Reproduce exactly the line in which "the narrow leaf." occurs and all the lines after it, ending with the last line.

Entries from a pointing dataset:
━━━━━━━━━━━━━━━━━━━━━━━━━━━━━━
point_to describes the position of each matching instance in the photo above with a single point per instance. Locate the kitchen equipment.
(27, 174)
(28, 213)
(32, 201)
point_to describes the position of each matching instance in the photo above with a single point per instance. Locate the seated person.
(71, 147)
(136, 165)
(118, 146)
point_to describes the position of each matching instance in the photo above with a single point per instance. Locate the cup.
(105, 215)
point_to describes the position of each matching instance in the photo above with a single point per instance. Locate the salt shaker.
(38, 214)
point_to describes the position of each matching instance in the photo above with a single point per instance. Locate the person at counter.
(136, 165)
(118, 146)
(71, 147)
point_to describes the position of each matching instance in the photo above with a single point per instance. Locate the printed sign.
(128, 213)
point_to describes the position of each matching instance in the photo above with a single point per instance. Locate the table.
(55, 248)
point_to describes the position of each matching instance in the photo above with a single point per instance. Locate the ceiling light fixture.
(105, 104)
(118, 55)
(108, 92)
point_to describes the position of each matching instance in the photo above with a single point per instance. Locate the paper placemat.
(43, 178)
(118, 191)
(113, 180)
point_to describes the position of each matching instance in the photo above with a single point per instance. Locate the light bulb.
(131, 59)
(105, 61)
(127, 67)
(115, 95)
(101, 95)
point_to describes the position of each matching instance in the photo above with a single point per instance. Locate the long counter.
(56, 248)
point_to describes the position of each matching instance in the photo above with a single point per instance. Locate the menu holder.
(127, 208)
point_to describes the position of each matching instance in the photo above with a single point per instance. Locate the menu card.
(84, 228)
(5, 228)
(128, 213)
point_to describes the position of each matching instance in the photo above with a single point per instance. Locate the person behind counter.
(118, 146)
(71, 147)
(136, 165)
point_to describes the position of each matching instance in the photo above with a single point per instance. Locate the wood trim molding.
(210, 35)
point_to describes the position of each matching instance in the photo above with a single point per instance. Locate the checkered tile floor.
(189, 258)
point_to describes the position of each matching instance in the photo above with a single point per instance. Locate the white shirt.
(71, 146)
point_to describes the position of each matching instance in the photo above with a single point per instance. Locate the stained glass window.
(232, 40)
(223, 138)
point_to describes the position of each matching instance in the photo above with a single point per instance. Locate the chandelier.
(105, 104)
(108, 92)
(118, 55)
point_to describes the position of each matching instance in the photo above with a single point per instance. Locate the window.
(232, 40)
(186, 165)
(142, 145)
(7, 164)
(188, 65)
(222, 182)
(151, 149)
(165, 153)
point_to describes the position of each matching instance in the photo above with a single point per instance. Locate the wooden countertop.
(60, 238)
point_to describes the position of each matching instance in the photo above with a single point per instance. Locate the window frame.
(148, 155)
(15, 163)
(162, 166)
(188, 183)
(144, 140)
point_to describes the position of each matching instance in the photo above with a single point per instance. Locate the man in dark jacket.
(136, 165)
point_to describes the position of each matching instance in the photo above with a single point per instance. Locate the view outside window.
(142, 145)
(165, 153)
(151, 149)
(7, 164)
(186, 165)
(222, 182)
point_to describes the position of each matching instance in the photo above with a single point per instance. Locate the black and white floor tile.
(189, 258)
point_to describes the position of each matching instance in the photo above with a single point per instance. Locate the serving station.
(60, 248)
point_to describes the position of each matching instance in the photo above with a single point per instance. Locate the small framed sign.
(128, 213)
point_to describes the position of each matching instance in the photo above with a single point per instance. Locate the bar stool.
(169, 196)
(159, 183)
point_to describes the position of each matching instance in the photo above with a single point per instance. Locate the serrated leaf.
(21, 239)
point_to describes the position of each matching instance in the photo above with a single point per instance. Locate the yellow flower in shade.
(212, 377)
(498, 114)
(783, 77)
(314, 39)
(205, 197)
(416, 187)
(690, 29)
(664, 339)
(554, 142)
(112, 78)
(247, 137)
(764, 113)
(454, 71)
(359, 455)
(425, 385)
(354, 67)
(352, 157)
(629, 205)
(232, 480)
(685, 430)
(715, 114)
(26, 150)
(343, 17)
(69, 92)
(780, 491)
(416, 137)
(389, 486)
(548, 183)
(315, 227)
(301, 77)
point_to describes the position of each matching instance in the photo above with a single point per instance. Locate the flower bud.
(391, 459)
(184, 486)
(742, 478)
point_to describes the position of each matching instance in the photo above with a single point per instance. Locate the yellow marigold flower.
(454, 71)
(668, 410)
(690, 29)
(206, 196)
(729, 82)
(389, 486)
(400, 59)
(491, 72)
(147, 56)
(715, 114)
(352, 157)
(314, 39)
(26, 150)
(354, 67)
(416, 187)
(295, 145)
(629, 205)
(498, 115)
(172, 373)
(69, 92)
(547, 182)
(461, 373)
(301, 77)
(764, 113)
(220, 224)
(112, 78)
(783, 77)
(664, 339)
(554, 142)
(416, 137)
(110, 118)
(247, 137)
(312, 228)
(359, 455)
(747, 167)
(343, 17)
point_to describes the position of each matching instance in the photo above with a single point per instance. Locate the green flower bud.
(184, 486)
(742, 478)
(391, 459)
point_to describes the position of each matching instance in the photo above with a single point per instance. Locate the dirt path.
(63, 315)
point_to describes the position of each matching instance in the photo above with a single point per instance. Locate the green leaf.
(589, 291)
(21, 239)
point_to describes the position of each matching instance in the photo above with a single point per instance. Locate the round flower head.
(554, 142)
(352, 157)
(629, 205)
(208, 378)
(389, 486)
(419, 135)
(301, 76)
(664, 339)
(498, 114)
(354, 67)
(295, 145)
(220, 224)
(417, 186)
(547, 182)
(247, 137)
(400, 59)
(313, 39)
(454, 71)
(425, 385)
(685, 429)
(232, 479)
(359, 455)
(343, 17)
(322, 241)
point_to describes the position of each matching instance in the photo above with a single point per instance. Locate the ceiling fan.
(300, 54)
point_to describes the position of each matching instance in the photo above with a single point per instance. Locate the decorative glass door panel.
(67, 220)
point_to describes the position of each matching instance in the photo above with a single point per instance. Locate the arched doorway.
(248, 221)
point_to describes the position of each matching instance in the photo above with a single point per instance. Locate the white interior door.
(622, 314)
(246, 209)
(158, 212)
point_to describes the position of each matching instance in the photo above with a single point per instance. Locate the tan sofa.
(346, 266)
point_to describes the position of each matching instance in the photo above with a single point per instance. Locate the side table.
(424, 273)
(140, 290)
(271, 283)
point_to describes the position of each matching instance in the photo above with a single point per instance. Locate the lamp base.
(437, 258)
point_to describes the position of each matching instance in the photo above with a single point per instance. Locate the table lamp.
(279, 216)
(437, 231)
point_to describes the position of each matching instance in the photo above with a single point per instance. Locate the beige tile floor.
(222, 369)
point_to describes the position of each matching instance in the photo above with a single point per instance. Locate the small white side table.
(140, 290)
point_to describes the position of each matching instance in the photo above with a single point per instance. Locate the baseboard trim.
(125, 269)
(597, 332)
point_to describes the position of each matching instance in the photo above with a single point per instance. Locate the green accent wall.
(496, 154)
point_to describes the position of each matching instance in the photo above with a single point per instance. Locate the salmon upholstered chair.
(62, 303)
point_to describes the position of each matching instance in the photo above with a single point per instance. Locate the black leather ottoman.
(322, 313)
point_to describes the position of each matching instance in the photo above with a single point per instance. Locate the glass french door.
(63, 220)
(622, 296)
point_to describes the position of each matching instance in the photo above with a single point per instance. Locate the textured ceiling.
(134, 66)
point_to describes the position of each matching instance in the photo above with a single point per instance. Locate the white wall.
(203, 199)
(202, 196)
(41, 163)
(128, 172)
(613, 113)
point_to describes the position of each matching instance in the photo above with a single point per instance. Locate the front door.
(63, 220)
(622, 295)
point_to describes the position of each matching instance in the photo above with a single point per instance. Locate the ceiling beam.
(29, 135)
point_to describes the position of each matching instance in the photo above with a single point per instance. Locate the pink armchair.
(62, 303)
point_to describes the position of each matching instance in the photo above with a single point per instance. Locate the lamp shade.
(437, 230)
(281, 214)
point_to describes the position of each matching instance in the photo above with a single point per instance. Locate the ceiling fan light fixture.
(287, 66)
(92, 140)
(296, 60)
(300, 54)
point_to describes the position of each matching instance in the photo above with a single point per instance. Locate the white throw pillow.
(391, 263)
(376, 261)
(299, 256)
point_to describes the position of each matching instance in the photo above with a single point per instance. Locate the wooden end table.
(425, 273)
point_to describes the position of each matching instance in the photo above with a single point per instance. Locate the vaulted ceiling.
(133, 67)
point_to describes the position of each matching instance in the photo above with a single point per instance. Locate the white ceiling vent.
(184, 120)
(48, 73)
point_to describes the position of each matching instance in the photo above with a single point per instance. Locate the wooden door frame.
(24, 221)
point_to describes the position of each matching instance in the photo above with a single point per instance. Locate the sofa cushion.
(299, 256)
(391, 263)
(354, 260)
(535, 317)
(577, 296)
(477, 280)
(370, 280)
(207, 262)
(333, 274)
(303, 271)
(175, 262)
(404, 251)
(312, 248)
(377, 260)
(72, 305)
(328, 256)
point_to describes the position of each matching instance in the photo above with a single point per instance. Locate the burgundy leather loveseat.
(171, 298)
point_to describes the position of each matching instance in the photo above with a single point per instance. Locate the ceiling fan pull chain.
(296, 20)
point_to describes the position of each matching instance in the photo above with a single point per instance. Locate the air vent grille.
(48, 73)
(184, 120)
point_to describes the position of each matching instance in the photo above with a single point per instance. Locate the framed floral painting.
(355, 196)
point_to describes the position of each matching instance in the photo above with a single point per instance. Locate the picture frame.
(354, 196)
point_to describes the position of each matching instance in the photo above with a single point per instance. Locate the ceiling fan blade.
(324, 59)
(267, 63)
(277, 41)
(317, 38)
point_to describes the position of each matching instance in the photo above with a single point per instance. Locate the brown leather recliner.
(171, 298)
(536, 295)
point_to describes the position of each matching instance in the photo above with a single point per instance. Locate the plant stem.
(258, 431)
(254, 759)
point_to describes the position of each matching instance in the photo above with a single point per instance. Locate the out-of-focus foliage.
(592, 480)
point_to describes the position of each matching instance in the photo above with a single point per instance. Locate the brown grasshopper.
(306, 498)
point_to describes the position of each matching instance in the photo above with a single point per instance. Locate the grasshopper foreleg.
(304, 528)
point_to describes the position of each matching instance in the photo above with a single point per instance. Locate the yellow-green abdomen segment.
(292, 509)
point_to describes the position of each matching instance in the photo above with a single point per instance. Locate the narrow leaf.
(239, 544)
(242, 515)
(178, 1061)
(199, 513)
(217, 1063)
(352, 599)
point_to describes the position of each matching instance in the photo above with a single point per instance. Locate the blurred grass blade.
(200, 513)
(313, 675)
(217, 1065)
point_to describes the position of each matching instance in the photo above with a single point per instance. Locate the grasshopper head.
━━━━━━━━━━━━━━━━━━━━━━━━━━━━━━
• **Task solution**
point_to describes the position of each matching instance in the photo above with a single point per instance. Locate the narrow leaf.
(239, 544)
(242, 515)
(178, 1061)
(199, 513)
(217, 1063)
(352, 599)
point_to describes the position of each matching instance in the photo above with a single point per instance. Locate the blurred grass blade.
(200, 513)
(313, 675)
(217, 1065)
point_to describes the position of each matching instance in the photo above with a single point per instance. Locate the grasshopper head.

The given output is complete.